[Data items]
(begin)
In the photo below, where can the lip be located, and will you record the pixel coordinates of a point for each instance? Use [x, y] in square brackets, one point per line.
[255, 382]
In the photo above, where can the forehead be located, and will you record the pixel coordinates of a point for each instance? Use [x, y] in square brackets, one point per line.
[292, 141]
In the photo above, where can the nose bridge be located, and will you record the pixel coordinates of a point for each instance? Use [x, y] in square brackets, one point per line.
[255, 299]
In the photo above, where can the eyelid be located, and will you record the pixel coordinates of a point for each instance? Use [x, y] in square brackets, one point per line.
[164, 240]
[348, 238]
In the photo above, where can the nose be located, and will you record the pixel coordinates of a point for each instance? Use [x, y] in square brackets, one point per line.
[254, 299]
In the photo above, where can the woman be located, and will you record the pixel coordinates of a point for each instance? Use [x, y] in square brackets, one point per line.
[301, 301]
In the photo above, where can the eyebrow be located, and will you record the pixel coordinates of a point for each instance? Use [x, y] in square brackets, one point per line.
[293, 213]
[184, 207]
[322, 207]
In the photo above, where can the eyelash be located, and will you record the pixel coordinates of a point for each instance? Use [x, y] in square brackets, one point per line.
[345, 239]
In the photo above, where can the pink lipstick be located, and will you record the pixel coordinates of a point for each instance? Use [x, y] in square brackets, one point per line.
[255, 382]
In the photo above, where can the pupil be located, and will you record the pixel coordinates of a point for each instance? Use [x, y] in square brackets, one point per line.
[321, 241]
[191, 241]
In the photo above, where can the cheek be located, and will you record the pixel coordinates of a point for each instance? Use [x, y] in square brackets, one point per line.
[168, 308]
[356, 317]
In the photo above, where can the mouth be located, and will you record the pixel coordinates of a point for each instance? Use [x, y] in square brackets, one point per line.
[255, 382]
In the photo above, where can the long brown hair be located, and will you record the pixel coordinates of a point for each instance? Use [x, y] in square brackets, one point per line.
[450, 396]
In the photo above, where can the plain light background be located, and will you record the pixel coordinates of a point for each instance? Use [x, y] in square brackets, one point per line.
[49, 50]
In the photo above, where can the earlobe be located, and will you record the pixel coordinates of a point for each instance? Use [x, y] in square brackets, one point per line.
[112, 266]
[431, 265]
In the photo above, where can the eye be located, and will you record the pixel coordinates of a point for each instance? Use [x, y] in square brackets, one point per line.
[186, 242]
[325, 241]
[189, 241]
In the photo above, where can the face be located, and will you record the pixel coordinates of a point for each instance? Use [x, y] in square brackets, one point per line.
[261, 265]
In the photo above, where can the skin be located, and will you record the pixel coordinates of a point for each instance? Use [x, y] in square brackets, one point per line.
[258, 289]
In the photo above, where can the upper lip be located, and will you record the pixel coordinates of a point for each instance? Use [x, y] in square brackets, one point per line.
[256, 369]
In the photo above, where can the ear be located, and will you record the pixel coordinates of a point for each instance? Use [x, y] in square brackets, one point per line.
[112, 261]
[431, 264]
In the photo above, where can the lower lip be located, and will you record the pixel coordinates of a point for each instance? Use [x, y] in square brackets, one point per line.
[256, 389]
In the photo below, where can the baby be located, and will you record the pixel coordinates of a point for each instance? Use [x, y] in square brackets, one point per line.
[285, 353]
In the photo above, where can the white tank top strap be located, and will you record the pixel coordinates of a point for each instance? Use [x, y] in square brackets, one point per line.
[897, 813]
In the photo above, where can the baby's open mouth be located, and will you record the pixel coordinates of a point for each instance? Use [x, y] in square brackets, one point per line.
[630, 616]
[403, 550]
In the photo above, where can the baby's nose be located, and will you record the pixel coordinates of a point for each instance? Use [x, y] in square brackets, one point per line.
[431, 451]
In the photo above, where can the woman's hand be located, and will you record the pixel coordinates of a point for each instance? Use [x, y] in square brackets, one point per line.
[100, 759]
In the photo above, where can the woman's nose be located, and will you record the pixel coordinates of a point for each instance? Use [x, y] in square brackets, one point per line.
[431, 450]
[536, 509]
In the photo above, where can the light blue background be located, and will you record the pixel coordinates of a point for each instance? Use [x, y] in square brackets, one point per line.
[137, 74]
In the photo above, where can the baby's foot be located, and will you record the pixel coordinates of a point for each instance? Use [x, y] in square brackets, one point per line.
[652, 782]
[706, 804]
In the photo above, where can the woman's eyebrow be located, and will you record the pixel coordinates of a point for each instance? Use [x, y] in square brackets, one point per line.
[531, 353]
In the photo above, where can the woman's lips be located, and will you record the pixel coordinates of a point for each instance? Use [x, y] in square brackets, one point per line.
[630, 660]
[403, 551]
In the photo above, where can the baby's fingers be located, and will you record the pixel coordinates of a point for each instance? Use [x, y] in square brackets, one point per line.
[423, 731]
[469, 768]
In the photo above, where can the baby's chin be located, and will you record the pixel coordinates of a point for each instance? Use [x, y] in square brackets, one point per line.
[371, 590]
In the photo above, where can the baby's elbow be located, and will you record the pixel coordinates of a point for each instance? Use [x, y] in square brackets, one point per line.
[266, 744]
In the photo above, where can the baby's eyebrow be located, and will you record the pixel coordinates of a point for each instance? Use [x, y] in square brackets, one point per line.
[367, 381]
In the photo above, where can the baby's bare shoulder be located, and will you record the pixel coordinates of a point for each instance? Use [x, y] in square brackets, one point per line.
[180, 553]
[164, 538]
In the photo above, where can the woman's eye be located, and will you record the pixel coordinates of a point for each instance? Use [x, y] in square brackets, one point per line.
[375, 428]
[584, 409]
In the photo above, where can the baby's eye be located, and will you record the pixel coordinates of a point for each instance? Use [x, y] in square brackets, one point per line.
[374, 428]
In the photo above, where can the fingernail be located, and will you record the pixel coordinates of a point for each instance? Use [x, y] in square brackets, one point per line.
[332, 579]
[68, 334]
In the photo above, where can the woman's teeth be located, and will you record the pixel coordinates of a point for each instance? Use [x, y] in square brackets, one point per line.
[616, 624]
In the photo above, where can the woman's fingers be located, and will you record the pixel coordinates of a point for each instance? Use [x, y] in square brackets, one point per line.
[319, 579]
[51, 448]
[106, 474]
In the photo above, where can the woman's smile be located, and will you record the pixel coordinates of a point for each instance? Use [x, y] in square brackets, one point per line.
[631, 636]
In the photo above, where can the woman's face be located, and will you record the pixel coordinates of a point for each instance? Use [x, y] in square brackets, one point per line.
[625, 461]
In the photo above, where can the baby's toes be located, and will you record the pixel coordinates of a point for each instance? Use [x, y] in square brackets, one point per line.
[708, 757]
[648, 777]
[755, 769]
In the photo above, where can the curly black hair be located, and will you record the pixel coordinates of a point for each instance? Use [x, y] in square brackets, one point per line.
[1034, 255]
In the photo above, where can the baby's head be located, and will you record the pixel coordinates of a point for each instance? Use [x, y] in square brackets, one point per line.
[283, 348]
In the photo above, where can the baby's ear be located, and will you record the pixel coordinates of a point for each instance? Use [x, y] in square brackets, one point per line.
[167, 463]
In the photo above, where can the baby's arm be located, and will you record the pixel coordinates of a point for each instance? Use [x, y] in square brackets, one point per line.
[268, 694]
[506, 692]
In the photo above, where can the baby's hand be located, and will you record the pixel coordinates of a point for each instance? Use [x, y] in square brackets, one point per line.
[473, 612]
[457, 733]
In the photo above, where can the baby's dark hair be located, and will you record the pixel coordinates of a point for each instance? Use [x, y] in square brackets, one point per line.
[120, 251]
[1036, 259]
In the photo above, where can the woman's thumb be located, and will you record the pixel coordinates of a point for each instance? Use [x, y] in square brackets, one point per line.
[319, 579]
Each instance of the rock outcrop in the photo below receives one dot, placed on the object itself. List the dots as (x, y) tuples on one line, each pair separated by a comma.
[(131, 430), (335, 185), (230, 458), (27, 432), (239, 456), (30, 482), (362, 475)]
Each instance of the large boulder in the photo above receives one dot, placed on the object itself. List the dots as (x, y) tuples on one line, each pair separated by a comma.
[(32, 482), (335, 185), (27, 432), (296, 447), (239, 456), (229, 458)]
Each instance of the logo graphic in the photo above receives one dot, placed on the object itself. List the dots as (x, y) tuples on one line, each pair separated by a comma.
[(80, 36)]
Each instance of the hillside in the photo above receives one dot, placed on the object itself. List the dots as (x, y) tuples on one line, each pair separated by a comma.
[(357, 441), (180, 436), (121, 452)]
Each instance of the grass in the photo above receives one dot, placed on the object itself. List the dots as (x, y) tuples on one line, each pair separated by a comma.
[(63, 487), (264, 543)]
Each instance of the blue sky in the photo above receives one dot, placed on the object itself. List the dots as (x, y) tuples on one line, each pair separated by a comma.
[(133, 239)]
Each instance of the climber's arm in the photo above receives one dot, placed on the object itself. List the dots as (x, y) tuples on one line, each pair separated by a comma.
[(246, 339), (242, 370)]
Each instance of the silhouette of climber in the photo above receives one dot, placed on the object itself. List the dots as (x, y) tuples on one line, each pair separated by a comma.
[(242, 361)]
(end)
# Aim of the exercise
Retype nothing except the lines from the line holding "Each instance of the blue" through the last line of the entries, both included.

# Solution below
Each instance of the blue sky in the photo above receives one dot, placed on the object itself. List the dots as (x, y) tuples on one line, each pair separated by a comma.
[(133, 239)]
Each instance of the climber's arm in the photo above receives one dot, placed on the object itself. List the dots as (x, y) tuples on one line, each pair separated by a comma.
[(246, 339), (242, 370)]
Each instance of the silhouette of climber in the photo above receives one dot, placed on the object itself. List the dots as (x, y) tuples on one line, each pair separated by a comma.
[(242, 361)]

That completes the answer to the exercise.